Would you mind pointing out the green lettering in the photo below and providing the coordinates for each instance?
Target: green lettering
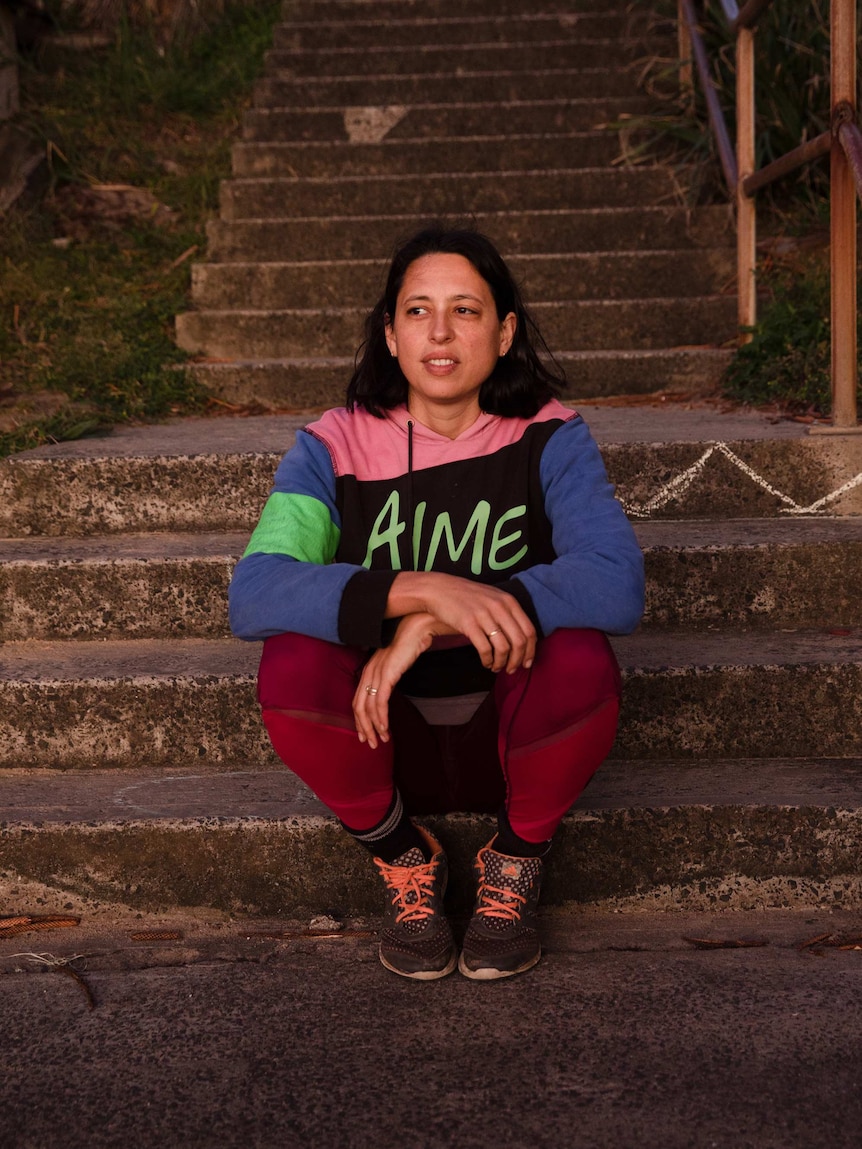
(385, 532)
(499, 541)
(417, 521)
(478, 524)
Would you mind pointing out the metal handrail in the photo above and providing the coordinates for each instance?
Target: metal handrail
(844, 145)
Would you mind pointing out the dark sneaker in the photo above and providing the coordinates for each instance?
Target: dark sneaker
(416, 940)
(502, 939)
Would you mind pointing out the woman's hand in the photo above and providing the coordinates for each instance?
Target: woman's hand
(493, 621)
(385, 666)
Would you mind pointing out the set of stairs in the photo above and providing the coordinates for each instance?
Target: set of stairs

══════════

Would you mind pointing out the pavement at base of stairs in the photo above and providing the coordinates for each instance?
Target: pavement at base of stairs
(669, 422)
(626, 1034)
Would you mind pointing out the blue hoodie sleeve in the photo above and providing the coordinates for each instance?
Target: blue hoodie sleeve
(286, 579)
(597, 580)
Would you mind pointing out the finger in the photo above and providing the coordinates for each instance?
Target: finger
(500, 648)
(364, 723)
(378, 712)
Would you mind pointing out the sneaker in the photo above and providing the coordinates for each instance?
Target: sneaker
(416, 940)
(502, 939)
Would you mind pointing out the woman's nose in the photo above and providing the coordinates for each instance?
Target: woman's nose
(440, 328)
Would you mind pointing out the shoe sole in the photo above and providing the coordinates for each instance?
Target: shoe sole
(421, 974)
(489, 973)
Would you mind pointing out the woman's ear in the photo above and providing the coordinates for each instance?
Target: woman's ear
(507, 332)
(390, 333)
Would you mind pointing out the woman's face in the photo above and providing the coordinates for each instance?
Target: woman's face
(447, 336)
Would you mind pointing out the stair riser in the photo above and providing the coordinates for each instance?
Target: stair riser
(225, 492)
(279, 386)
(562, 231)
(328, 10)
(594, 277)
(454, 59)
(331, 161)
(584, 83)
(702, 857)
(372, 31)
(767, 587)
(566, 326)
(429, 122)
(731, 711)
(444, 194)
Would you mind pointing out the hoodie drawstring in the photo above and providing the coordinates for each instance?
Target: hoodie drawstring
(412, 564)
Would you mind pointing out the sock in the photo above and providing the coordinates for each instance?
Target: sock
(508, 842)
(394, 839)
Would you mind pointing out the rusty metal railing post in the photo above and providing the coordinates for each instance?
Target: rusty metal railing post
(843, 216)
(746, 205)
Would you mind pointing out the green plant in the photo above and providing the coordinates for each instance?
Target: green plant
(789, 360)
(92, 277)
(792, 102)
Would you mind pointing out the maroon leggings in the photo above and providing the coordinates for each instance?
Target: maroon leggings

══════════

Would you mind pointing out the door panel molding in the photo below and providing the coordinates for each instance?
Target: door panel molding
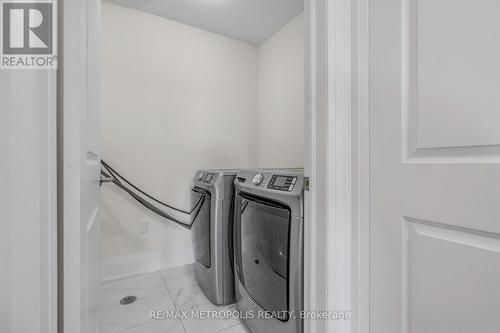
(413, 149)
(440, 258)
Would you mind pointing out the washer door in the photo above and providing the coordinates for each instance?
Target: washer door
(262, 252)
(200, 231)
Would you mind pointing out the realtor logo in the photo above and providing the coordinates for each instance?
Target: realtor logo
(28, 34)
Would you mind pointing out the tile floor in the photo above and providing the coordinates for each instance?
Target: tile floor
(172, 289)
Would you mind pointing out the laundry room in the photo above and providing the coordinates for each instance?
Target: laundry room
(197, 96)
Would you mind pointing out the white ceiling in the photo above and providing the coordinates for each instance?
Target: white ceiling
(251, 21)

══════════

(Set problem) Please rewrite in full every line of the records from the line with "Would you mind pointing out the woman's hand" up to and including the line with "Target: set of stairs", offsetting the coordinates by adding 7 to each number in them.

(Task answer)
Would you mind pointing out the woman's hand in the photo above and providing the coordinates for each instance?
Target: woman's hand
(500, 628)
(392, 673)
Would you mind pointing out the set of stairs in the photo above and providing the coordinates for each instance?
Target: set of stairs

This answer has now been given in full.